START Quoted passage

As the festive celebrations of Diwali came to an end, several major Indian cities woke up to a grim reality on Monday morning – hazardous air quality levels. New Delhi, Kolkata, and Mumbai found themselves among the top 10 cities in the world with alarming levels of pollution, following a night of firecracker revelry.
New Delhi’s Unenviable Top Spot
New Delhi, known for its persistent air pollution woes, unsurprisingly occupied the top position on the list of cities grappling with severe pollution. The city recorded an Air Quality Index (AQI) reading of 420, placing it firmly in the ‘hazardous’ category, as reported by the Swiss group IQAir.
However, New Delhi was not alone in this grim scenario. Kolkata, the capital of West Bengal, secured the fourth spot on the list, with an AQI of 196, while Mumbai, the bustling financial hub, ranked eighth with an AQI of 163.
To put these figures into perspective, an AQI level of 400-500 poses a severe health risk to even healthy individuals and is extremely hazardous for those with pre-existing health conditions. An AQI level of 150-200 is considered harmful, causing discomfort to people with respiratory issues such as asthma and heart problems. In contrast, levels ranging from 0 to 50 are considered good air quality.
Diwali Celebrations Contribute to Pollution Surge
The hazardous air quality levels in these cities can be attributed to the exuberant Diwali celebrations, where fireworks are an integral part of the festivities. Every year, authorities impose bans on firecrackers in the capital and other major cities to curb pollution levels, but enforcement of these bans often remains lax.
The aftermath of Diwali usually results in a significant deterioration of air quality across India. This decline occurs in the lead-up to winter, when cold air traps pollutants stemming from various sources, including vehicular emissions, industrial activities, construction dust, and the burning of agricultural waste.

END Quoted passage

• **Task prompt**
Pick up the article on post-Diwali air pollution in Indian cities after its final sentence and continue writing it. The items below were drawn from a separate source and are unrelated to the article above.

START Information supplied

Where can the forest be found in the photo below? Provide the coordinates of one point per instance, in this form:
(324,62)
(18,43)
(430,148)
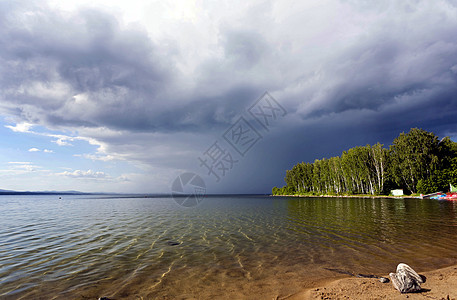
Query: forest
(417,162)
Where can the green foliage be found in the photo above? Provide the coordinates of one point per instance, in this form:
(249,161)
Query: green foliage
(414,157)
(416,161)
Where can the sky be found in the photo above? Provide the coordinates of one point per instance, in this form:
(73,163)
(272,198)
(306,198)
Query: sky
(126,96)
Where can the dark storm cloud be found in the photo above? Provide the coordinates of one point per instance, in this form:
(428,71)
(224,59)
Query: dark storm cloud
(347,73)
(86,69)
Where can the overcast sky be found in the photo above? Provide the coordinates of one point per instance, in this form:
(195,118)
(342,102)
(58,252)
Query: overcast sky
(124,96)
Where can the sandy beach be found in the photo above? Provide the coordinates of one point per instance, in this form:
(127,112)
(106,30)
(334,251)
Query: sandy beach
(440,284)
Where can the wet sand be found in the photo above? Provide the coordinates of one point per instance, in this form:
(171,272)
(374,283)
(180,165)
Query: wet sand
(440,284)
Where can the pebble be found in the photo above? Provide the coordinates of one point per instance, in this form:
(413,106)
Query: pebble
(383,280)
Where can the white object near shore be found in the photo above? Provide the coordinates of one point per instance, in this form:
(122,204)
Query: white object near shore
(397,192)
(406,280)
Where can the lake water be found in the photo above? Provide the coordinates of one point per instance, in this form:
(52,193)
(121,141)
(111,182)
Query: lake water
(252,247)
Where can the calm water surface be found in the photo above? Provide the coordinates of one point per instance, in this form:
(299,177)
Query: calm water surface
(228,247)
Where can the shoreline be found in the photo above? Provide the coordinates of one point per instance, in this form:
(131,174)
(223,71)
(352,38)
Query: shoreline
(349,196)
(440,284)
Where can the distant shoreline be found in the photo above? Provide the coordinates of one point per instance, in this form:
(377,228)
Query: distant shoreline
(350,196)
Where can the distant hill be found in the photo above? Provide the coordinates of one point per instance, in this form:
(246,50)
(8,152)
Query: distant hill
(10,192)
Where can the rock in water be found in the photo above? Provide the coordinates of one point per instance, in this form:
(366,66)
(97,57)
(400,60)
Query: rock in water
(406,280)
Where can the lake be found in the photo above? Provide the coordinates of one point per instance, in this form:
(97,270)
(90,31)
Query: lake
(227,247)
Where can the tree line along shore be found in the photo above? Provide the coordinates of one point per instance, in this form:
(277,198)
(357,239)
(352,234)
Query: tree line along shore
(417,162)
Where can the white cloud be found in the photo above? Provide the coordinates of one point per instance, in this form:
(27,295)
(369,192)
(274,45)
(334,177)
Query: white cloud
(20,127)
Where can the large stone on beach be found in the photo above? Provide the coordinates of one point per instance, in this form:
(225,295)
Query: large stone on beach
(406,280)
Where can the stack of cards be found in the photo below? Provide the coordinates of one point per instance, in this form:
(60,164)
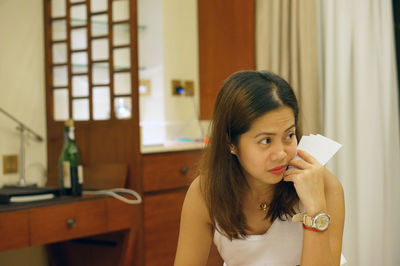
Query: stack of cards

END Information supplied

• **Exercise result**
Authorities Grapple With Enforcement and Response
Despite these recurring challenges, authorities in New Delhi and other affected regions have struggled to enforce strict measures to combat pollution effectively. Earlier, in response to alarming air quality levels, New Delhi authorities had considered restricting vehicular use, but this decision was postponed after a brief spell of rain provided temporary relief from a week-long exposure to toxic air.
Local governments have been grappling with the delicate balance of addressing pollution concerns while ensuring the safety and happiness of their citizens during the festive season. In the case of New Delhi, authorities plan to review the decision to restrict vehicle usage after the Diwali celebrations conclude.
The persistent air pollution crisis in India underscores the urgent need for comprehensive and sustained efforts to combat the problem. With each passing year, the health and well-being of residents in major cities are put at risk, highlighting the imperative of addressing this environmental challenge on a priority basis. As the festive season gives way to winter, the battle for cleaner air in India continues, with hopes that stricter enforcement of pollution control measures and public awareness will ultimately lead to a healthier and safer environment for all.